- **Задания и упражнения**:
1. Выведите без изменений часть текста об отзывах на стихи Есенина: начните со слов, содержащих «Важно, конечно, и», и остановитесь после слов «в отклике З.Гиппиус.».
2. Ответьте по тексту об отзывах на стихи Есенина на вопросы:
(а) Как называется упомянутое стихотворение Есенина 1914 года?
(б) О чём, согласно тексту, высказывался К. Мочульский?
(в) Чей отклик на «Москву кабацкую» назван наряду со статьями Г. Лелевича и В. Друзина?

Впервые приведены в нынешнем издании высказывания современников о том или ином стихотворении поэта, критические отзывы о нем (этот ценнейший материал широко использован в комментариях). Порою знакомство с прижизненными отзывами о конкретном произведении заставляют задуматься о самой природе есенинского таланта, о том, как крепчал его поэтический голос. Достаточно сравнить то, что говорилось о стихотворении 1914 года «Край любимый! Сердцу снятся…» — о крестьянской природе таланта Есенина — певца «смиренной Руси» — со словами А. Воронского (в связи со стихотворением 1921 года «Не жалею, не зову, не плачу…») о «замечательном мастерстве» поэта, с искренним восхищением Н. Никитина (в его отклике на это же стихотворение) перед «удивительным медным пушкинским стихом Есенина».

Важно, конечно, и то, что в этот хор голосов современников поэта включен и большой материал русского зарубежья. Размышляя, скажем, о природе есенинского дара, трудно теперь обойти молчанием суждения К.Мочульского о метафоризме поэта, меткие наблюдения Р.Гуля о цветописи у Есенина. Это расширение материала часто дает замечательный эффект: количество переходит в качество, картина столкновения мнений вокруг творчества Есенина становится более объемной и выразительной. Примеров можно было бы приводить немало. Скажем, историку литературы (да и любому заинтересованному читателю) весьма интересно и важно будет обратить внимание на то, как в неприятии «Москвы кабацкой» практически смыкались два противостоящих литературно-критических полюса, две крайние позиции в советской России и в зарубежье: в статьях Г.Лелевича, В.Друзина — и в отклике З.Гиппиус.

Строки из набора данных
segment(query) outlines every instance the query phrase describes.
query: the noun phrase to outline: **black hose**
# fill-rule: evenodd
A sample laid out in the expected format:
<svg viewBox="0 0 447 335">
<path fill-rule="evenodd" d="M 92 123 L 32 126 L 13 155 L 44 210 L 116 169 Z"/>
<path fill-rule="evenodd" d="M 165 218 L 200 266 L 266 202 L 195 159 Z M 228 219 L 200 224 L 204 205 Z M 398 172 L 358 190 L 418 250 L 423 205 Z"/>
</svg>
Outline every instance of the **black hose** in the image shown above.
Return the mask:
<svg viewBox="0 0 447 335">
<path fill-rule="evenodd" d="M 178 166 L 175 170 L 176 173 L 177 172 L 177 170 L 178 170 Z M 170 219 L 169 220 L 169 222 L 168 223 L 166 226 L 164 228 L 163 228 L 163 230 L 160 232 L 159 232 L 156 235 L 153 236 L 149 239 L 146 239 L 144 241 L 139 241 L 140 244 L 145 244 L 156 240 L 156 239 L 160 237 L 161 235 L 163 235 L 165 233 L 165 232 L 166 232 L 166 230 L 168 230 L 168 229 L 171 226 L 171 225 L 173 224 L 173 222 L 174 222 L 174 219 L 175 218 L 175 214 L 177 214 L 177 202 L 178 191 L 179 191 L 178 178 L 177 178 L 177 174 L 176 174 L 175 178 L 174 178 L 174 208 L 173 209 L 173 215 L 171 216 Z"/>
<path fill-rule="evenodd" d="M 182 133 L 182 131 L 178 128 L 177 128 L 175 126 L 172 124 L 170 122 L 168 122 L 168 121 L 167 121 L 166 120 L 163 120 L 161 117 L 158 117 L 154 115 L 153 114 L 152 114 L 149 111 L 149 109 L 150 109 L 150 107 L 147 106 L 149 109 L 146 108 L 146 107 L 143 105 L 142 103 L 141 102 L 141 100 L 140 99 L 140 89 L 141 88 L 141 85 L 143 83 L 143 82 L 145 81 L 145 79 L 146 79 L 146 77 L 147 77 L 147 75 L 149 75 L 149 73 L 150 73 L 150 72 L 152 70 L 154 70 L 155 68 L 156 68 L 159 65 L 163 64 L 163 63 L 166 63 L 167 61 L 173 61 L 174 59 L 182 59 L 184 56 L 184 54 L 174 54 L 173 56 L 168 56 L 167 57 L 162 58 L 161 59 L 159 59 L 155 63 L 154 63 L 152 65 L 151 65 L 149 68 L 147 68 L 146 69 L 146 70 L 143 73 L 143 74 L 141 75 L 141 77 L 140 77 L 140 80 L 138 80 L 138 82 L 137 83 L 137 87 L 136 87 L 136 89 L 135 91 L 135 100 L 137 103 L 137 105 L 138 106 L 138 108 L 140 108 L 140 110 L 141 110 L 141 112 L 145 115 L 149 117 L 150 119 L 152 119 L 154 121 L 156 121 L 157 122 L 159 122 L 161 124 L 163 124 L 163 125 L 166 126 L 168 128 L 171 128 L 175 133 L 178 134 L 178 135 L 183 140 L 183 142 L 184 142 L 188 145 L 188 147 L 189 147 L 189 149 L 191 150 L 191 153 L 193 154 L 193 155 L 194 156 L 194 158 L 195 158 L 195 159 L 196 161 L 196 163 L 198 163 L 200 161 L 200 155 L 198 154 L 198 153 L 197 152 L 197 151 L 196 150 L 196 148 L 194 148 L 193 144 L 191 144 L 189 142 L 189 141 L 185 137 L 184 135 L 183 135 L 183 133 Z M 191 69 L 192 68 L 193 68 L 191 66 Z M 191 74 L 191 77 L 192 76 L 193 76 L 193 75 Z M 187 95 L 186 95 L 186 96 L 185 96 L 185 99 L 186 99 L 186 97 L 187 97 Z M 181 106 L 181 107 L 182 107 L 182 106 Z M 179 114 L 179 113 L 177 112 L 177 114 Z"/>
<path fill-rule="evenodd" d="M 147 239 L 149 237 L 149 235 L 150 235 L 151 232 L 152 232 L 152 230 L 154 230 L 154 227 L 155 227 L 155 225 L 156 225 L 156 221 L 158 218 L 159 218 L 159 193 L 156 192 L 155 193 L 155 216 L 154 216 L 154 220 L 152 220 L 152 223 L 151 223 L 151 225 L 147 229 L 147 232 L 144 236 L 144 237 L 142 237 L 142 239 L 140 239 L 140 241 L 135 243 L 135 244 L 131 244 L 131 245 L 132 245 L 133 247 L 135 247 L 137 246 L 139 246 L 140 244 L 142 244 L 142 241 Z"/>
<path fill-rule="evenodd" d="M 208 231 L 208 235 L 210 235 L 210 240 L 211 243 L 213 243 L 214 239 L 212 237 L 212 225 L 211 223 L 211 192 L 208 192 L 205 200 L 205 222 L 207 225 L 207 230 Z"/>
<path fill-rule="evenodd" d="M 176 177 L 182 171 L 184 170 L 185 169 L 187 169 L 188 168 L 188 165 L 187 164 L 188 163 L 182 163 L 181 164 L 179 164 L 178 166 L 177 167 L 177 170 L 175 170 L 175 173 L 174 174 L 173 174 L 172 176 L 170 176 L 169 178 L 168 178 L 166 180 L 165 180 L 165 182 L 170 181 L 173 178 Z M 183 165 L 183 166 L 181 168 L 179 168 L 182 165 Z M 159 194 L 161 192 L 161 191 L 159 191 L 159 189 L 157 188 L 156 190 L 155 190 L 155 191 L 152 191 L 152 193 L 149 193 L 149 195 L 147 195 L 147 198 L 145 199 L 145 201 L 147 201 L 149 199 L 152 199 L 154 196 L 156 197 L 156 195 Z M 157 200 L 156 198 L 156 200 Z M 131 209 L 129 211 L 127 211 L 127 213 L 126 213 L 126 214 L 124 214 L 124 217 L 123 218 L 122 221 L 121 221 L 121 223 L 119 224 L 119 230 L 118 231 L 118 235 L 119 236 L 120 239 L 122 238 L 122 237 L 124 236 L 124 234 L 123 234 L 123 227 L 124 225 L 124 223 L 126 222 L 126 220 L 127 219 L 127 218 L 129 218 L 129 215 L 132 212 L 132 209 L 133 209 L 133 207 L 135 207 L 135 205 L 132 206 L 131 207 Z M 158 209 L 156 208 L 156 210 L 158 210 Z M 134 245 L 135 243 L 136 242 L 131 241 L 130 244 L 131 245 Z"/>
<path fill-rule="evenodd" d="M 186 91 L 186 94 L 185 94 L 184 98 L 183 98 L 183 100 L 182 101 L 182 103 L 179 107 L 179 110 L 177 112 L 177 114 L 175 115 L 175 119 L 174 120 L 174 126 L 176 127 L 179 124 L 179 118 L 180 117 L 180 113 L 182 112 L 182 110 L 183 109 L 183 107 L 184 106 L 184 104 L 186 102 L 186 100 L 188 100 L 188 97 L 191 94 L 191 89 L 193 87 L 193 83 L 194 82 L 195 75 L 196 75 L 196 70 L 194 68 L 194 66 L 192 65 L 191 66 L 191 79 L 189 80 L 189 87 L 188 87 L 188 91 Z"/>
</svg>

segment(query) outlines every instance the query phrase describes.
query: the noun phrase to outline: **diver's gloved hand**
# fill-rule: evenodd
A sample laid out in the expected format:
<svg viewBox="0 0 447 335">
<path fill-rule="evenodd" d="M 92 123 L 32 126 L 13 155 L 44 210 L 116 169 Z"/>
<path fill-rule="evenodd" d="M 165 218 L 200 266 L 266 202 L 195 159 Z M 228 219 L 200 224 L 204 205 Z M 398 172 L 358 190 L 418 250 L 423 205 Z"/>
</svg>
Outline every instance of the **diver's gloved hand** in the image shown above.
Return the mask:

- **Ответы**:
1.
Важно, конечно, и то, что в этот хор голосов современников поэта включен и большой материал русского зарубежья. Размышляя, скажем, о природе есенинского дара, трудно теперь обойти молчанием суждения К.Мочульского о метафоризме поэта, меткие наблюдения Р.Гуля о цветописи у Есенина. Это расширение материала часто дает замечательный эффект: количество переходит в качество, картина столкновения мнений вокруг творчества Есенина становится более объемной и выразительной. Примеров можно было бы приводить немало. Скажем, историку литературы (да и любому заинтересованному читателю) весьма интересно и важно будет обратить внимание на то, как в неприятии «Москвы кабацкой» практически смыкались два противостоящих литературно-критических полюса, две крайние позиции в советской России и в зарубежье: в статьях Г.Лелевича, В.Друзина — и в отклике З.Гиппиус.

2.
(а) «Край любимый! Сердцу снятся…»
(б) О метафоризме поэта.
(в) Отклик З. Гиппиус.